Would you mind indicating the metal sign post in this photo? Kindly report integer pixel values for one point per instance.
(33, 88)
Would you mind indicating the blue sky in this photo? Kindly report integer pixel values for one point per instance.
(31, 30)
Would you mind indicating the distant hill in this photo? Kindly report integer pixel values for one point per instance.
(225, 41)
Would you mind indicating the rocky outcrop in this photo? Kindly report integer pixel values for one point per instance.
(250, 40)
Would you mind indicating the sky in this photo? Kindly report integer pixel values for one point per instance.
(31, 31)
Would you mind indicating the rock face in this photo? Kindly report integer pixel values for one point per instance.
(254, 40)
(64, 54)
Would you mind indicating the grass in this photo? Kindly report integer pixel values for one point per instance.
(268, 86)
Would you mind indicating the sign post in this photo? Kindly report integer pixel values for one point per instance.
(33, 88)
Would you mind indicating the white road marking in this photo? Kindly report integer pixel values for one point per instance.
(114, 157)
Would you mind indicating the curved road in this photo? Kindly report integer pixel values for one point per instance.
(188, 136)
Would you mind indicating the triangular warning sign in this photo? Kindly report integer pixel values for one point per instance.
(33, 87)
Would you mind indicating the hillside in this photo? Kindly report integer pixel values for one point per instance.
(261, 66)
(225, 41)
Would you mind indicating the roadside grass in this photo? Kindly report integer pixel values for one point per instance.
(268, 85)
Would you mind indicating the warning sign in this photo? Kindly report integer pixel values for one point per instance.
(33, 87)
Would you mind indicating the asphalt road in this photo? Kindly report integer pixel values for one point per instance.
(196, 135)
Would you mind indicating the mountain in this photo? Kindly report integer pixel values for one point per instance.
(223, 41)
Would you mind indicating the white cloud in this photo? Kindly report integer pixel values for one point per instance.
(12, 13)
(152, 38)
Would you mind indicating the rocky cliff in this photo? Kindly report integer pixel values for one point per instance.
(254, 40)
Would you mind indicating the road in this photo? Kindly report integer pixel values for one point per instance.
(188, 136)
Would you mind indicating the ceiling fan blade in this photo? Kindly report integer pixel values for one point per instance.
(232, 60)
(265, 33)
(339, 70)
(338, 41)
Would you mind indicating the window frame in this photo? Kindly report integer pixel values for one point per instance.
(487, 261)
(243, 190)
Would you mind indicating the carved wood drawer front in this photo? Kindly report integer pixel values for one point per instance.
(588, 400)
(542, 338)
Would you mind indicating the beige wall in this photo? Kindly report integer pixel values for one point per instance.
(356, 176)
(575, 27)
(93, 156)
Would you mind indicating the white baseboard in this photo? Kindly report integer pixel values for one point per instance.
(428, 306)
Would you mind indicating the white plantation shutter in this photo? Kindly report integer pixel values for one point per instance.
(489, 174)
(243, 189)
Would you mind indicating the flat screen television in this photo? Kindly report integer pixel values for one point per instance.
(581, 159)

_Your objective_
Rewrite the whole listing above as a JSON list of strings, with one string for each line and no blank lines.

_Written response_
[
  "Would you mind indicating the metal sign post in this photo? Kindly report integer pixel values for one point per instance.",
  "(33, 88)",
  "Would you mind indicating the blue sky in this photo? Kindly report integer pixel values for one point per instance.",
  "(31, 30)",
  "Would you mind indicating the distant hill in this photo? Kindly report integer pixel values for one point per instance.",
  "(225, 41)",
  "Would you mind indicating the rocky outcrop in this photo? Kindly report integer pixel values for one point per instance.",
  "(250, 40)",
  "Would you mind indicating the sky in this photo? Kindly report integer pixel values for one point per instance.",
  "(31, 31)",
  "Would you mind indicating the rock face in this photo? Kindly report integer pixel values for one point per instance.",
  "(254, 40)",
  "(64, 54)",
  "Would you mind indicating the grass in this photo? Kindly report integer pixel values for one point per instance.",
  "(268, 86)",
  "Would you mind indicating the sign post in this photo? Kindly report integer pixel values for one point per instance.",
  "(33, 88)",
  "Would you mind indicating the white road marking in this photo? Kindly report integer pixel values for one point per instance.",
  "(114, 157)",
  "Would you mind indicating the curved road in this photo? Kindly report integer pixel values for one point per instance.",
  "(188, 136)",
  "Would you mind indicating the triangular warning sign in this photo? Kindly report integer pixel values for one point per instance.",
  "(33, 87)",
  "Would you mind indicating the hillside in this photo? Kindly report integer pixel values for one point per instance.",
  "(261, 66)",
  "(225, 41)",
  "Would you mind indicating the roadside grass in this photo? Kindly report integer pixel values for one point per instance.",
  "(268, 85)",
  "Would you mind indicating the warning sign in this photo? Kindly report integer pixel values for one point per instance.",
  "(33, 87)",
  "Would you mind indicating the asphalt road in this photo? Kindly report integer pixel values for one point per instance.",
  "(196, 135)",
  "Would you mind indicating the mountain in this photo? Kindly report integer pixel values for one point per instance.",
  "(223, 41)",
  "Would you mind indicating the white cloud in this photo? Kindly report integer pixel values for one point per instance.",
  "(12, 13)",
  "(152, 38)",
  "Would you mind indicating the rocky cliff in this photo? Kindly report integer pixel values for one point per instance.",
  "(254, 40)",
  "Would you mind indicating the road in this photo? Kindly report integer pixel values for one point per instance.",
  "(188, 136)",
  "Would you mind indicating the ceiling fan blade in this photo? Kindly report integer pixel values for one point per instance.",
  "(232, 60)",
  "(265, 33)",
  "(339, 70)",
  "(338, 41)",
  "Would you mind indicating the window frame in this photo? Kindly report integer pixel values for one point per instance.",
  "(487, 261)",
  "(243, 190)",
  "Would you mind indicating the carved wood drawer front in this photo? Kindly report integer pixel values for one point per instance.",
  "(588, 400)",
  "(542, 338)",
  "Would you mind indicating the beige wall in this photo? Kindly report integer pixel values for one point per instance.",
  "(356, 176)",
  "(575, 27)",
  "(93, 156)",
  "Would you mind indicating the white baseboard in this photo? Kindly report integer pixel values for one point per instance.",
  "(428, 306)",
  "Would you mind indicating the white plantation shutter in this photo? Kindly report integer pixel values for one point per instance.",
  "(489, 174)",
  "(243, 189)",
  "Would you mind indicating the flat screen television in this photo? Kindly report integer pixel values for one point per instance.",
  "(581, 159)"
]